━━━ EXTRACT ━━━

A related possibility: During his term, Mr. Trump might have made gains among the kinds of voters who would be less likely to respond to surveys, and might have lost additional ground among voters who would be more likely to respond to surveys. College education, of course, is only a proxy for the traits that predict whether someone might back Mr. Trump or respond to a poll. There are other proxies as well, like whether you trust your neighbor; volunteer your time; are politically engaged.

Another proxy is turnout: People who vote are likelier to take political surveys. The Times/Siena surveys go to great lengths to reach nonvoters, which was a major reason our surveys were more favorable for the president than others in 2016. In 2020, the nonvoters reached by The Times were generally more favorable for Mr. Biden than those with a track record of turning out in recent elections. It’s possible that, in the end, the final data will suggest that Mr. Trump did a better job of turning out nonvoters who backed him. But it’s also possible that we reached the wrong low-turnout voters.

The resistance hurt the polls. It’s well established that politically engaged voters are likelier to respond to political surveys, and it’s clear that the election of President Trump led to a surge of political engagement on the left. Millions attended the Women’s March or took part in Black Lives Matter protests. Progressive activists donated enormous sums and turned out in record numbers for special elections that would have never earned serious national attention in a different era.

This surge of political participation might have also meant that the resistance became likelier to respond to political surveys, controlling for their demographic characteristics. Are the “MSNBC moms” now excited to take a poll while they put Rachel Maddow on mute in the background? Like most of the other theories presented here, there’s no hard evidence for it — but it does fit with some well-established facts about propensity to respond to surveys.

The turnout hurt the polls. Political pollsters have often assumed that higher turnout makes polling easier, since it means that there’s less uncertainty about the composition of the electorate. Maybe that’s not how it worked out.

Heading into the election, many surveys showed something unusual: Democrats faring better among likely voters than among registered voters. Usually, Republicans hold the turnout edge.

Take Pennsylvania. The final CNN/SSRS poll of the state showed Mr. Biden up by 10 points among likely voters, but by just five among registered voters. Monmouth showed Mr. Biden up by seven among likely voters in a “high-turnout” scenario (which it ended up being), but by five points among registered voters. Marist? It had a lead of six points among likely voters and five points among registered voters. The ABC/Washington Post showed a seven-point lead for Mr. Biden among likely voters and a four-point lead among registered voters.

It’s still too soon to say whether Republican turnout beat Democratic turnout, but it sure seems possible. In Florida, the one state where we do have hard turnout data, registered Republicans outnumbered registered Democrats by about two percentage points among those who actually voted, even though Democrats outnumber Republicans among registered voters by about 1.5 points in the state. Here, there is no doubt that the turnout was better for the president than the polls suggested, whether they’re private polls or the final Times/Siena poll — which showed registered Republicans with an edge of 0.7 points.

━━━

[WORK INSTRUCTIONS]
1 - Retype the part of the passage about 2020 polling that starts at "This surge of" and ends at "the turnout edge.".
2 - According to the passage about 2020 polling, by about how many percentage points did registered Republicans outnumber registered Democrats among Florida voters who actually voted?
3 - Name every polling organization whose final Pennsylvania poll is cited in the passage about 2020 polling.
Rely only on the passage about 2020 polling for what comes next.

━━━ RECORDS SHOWN ━━━

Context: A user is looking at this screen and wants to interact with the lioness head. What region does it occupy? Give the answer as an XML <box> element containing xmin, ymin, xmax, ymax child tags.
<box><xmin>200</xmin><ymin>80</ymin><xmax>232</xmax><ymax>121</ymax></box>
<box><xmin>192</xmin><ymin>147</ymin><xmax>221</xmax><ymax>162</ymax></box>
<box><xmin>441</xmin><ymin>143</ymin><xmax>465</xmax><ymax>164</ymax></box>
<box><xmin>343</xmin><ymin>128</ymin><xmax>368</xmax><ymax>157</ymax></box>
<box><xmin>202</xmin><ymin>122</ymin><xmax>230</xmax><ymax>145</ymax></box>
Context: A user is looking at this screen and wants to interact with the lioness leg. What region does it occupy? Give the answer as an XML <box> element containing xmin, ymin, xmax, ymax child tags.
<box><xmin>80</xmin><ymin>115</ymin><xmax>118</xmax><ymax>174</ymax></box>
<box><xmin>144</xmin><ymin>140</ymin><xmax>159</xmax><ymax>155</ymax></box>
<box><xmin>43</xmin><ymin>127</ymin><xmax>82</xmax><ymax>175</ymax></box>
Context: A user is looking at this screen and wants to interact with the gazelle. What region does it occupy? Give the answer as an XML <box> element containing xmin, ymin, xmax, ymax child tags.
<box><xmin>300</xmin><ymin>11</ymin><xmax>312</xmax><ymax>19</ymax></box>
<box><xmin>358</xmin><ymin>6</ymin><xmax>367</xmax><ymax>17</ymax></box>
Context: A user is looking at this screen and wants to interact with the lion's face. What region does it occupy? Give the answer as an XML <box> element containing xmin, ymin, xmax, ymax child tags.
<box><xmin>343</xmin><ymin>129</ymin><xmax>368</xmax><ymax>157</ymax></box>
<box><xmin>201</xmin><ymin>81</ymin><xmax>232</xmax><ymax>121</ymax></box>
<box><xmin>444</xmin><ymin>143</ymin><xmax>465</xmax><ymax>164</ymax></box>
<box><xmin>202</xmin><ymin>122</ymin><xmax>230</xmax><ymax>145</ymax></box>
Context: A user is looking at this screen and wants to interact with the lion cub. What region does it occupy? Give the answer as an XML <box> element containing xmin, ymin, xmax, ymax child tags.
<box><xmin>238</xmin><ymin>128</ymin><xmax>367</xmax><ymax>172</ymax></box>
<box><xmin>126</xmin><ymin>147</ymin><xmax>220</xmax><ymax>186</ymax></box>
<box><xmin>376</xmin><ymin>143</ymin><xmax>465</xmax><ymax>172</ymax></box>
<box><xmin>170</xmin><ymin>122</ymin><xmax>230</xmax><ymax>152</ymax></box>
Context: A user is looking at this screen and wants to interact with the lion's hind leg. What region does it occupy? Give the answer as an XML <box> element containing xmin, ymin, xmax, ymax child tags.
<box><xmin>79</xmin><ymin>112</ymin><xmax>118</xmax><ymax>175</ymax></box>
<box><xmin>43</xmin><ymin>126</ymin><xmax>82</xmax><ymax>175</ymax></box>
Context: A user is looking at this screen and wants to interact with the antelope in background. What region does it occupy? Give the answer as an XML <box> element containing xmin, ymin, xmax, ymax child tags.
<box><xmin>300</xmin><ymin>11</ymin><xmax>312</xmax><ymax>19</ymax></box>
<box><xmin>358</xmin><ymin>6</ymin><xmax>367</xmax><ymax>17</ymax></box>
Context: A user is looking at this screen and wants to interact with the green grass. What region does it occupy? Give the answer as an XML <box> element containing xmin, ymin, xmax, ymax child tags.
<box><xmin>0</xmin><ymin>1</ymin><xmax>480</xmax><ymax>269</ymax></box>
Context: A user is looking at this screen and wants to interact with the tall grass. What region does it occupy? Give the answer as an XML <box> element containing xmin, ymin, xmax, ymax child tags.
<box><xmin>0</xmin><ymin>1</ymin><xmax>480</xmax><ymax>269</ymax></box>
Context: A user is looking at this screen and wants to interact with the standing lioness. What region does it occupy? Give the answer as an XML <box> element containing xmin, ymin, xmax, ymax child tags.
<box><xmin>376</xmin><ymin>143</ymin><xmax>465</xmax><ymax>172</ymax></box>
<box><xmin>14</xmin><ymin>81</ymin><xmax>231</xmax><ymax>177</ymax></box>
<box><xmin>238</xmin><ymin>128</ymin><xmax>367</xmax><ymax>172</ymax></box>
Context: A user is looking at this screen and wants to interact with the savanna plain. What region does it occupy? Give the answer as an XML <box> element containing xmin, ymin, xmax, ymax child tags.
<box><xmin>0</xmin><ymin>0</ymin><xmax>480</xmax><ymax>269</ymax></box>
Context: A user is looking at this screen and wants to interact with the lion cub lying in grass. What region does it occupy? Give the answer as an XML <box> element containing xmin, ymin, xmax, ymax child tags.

━━━

[ANSWERS IN ORDER]
1 -
This surge of political participation might have also meant that the resistance became likelier to respond to political surveys, controlling for their demographic characteristics. Are the “MSNBC moms” now excited to take a poll while they put Rachel Maddow on mute in the background? Like most of the other theories presented here, there’s no hard evidence for it — but it does fit with some well-established facts about propensity to respond to surveys.

The turnout hurt the polls. Political pollsters have often assumed that higher turnout makes polling easier, since it means that there’s less uncertainty about the composition of the electorate. Maybe that’s not how it worked out.

Heading into the election, many surveys showed something unusual: Democrats faring better among likely voters than among registered voters. Usually, Republicans hold the turnout edge.

2 - By about two percentage points.

3 - CNN/SSRS, Monmouth, Marist, ABC/Washington Post